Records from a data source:

-=-=-

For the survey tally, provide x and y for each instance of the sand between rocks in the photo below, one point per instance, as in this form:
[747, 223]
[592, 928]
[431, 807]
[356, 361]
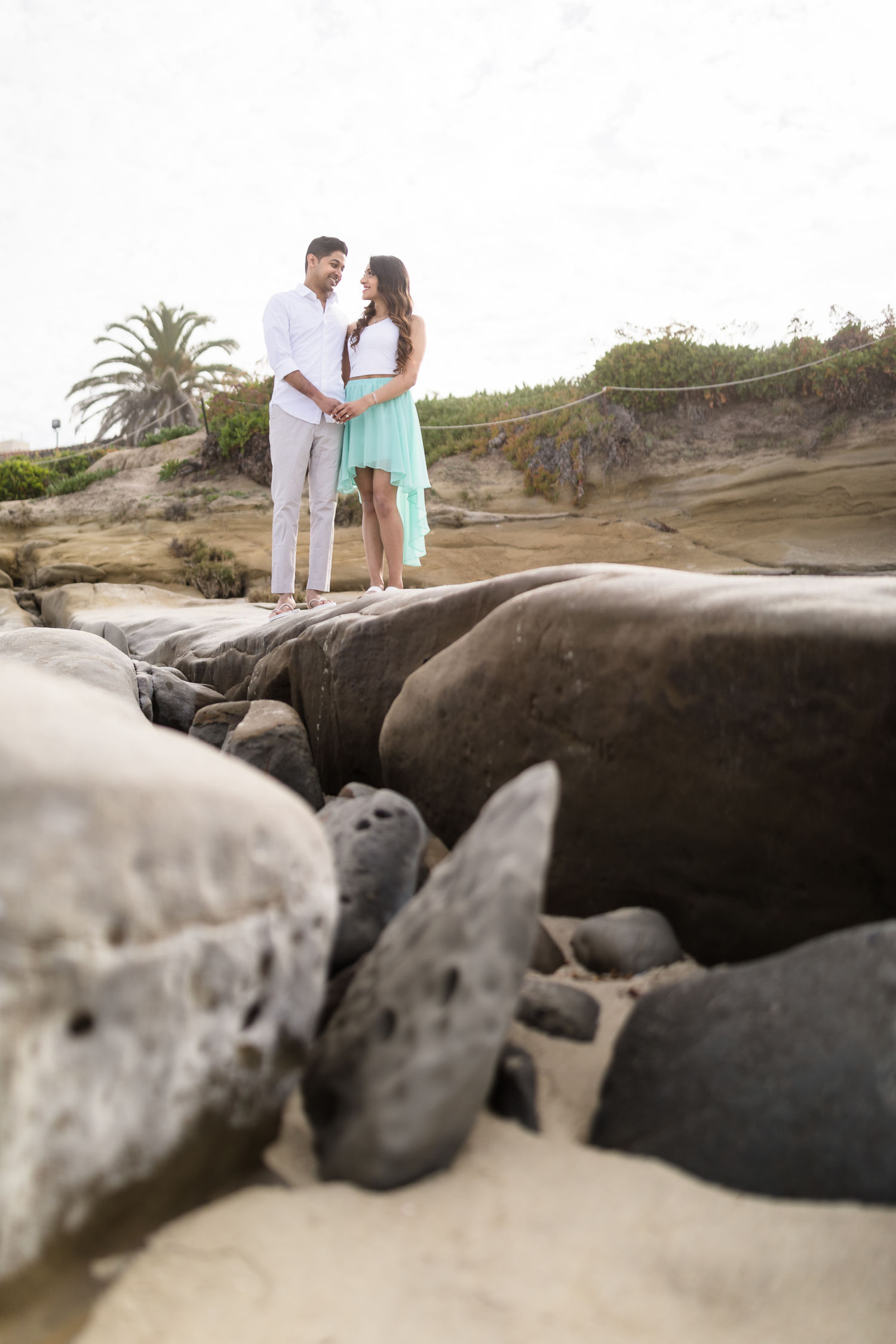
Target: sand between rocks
[526, 1239]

-=-=-

• [Problem] Please output all the records above exactly, leaving out every picture.

• [Solved problem]
For the survey tally, provide x and y for each instance of the sand between rocks in the photo below, one point per instance, as in this form:
[747, 223]
[592, 928]
[431, 807]
[356, 361]
Target: sand between rocks
[526, 1239]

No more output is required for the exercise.